══ Data shown ══

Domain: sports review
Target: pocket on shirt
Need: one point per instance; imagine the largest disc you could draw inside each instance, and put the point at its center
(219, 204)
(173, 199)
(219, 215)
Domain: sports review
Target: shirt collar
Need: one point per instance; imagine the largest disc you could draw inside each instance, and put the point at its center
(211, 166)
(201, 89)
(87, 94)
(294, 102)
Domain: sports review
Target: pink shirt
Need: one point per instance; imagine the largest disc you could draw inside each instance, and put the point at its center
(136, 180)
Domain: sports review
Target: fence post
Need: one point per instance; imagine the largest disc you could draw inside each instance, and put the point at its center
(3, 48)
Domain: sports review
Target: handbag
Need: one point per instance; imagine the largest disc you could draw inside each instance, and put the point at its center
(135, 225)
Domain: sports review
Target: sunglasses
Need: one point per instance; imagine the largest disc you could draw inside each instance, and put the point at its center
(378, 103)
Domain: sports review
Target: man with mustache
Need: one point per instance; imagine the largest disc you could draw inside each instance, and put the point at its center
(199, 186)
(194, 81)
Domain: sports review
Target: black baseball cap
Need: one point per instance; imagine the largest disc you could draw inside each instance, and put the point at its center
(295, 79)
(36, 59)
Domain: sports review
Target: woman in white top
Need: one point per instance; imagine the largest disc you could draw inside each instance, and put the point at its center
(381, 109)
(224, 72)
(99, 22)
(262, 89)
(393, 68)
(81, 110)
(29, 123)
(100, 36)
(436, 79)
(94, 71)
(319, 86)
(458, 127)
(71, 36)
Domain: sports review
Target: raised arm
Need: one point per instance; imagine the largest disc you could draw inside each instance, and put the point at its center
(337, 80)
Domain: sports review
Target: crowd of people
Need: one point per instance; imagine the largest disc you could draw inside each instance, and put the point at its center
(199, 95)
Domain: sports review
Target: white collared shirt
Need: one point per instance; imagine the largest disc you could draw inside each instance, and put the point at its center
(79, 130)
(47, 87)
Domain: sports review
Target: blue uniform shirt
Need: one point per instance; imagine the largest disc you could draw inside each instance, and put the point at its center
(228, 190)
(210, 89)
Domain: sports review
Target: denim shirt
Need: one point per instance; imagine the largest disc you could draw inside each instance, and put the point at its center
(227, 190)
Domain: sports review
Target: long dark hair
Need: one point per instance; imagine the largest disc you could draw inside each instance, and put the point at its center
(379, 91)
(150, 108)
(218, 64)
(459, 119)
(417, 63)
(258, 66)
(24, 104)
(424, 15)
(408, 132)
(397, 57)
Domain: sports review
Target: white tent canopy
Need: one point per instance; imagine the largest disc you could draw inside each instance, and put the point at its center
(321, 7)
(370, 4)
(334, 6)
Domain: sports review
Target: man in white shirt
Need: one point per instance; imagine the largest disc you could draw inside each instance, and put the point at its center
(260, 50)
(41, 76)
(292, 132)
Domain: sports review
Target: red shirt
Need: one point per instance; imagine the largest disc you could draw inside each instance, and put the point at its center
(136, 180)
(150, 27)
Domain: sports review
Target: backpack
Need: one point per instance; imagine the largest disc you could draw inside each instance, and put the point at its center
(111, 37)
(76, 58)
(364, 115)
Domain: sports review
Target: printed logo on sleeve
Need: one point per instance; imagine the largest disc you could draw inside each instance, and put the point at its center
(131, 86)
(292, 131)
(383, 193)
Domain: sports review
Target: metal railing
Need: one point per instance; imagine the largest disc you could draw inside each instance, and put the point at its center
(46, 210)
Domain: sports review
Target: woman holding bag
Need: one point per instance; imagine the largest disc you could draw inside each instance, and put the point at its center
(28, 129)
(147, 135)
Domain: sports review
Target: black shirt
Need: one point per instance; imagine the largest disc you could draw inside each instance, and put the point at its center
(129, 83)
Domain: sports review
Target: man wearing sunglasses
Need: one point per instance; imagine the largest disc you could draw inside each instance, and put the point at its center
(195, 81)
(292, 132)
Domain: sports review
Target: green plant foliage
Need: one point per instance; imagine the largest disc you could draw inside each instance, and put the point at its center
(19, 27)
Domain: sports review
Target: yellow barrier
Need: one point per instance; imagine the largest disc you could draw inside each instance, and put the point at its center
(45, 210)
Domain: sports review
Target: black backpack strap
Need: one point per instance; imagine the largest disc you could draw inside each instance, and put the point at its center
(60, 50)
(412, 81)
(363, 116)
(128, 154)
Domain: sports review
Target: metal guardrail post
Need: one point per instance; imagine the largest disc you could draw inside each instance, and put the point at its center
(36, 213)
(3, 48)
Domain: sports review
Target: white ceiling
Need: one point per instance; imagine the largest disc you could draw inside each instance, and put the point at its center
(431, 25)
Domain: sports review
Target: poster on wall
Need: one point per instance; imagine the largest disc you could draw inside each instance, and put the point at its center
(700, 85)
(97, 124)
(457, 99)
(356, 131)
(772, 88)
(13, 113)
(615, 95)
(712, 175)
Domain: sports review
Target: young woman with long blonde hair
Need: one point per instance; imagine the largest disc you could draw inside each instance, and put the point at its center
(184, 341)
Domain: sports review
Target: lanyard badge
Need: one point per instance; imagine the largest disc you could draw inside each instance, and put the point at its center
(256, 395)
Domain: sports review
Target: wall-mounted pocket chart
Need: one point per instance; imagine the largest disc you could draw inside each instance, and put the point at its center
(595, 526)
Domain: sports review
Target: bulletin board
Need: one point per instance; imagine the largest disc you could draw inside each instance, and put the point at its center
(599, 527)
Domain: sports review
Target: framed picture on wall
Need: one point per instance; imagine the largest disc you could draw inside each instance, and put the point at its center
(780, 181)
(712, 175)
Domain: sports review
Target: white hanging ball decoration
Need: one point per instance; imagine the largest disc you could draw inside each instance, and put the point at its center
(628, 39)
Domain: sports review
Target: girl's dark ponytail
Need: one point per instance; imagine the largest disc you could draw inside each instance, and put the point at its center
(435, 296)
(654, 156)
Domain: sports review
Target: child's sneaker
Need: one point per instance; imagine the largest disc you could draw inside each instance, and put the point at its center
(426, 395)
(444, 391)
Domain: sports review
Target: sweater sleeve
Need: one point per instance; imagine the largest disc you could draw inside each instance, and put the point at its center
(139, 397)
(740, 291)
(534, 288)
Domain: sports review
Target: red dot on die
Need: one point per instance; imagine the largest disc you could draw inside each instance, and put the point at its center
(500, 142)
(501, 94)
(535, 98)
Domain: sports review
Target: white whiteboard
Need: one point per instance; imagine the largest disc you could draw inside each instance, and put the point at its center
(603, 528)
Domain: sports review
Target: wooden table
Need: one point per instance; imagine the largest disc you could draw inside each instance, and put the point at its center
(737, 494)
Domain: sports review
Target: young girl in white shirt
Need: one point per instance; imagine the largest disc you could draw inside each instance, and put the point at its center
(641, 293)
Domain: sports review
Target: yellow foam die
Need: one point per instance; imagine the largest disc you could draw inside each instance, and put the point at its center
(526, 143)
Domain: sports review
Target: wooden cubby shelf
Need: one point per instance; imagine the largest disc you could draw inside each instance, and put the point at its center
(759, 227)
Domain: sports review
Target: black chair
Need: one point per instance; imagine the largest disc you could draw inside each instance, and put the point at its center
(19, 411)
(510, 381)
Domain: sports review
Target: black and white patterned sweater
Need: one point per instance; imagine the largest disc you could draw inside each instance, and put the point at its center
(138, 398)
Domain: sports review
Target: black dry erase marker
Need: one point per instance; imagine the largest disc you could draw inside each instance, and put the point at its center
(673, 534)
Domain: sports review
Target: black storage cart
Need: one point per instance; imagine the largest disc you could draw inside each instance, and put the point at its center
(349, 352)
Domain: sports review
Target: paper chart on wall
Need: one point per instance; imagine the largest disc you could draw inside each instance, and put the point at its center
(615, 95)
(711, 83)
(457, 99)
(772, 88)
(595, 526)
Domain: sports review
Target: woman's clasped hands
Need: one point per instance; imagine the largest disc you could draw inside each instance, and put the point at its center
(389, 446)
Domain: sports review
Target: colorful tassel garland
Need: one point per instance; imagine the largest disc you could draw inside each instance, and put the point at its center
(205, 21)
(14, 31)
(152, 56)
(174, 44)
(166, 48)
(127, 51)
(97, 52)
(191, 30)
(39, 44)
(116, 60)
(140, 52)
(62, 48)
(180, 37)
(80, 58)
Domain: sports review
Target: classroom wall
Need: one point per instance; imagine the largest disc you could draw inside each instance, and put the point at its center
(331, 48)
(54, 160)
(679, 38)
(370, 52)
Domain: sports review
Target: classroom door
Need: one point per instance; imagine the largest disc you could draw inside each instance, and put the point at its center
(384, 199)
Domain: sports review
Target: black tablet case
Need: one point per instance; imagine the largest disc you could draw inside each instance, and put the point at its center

═══

## Stated goal:
Pick out every line of the data above that contains the string "woman" and copy each one. Matching is case-sensitive.

## Expected answer:
Target: woman in white top
Target: woman holding bag
Target: young woman with long blonde hair
Target: woman's clasped hands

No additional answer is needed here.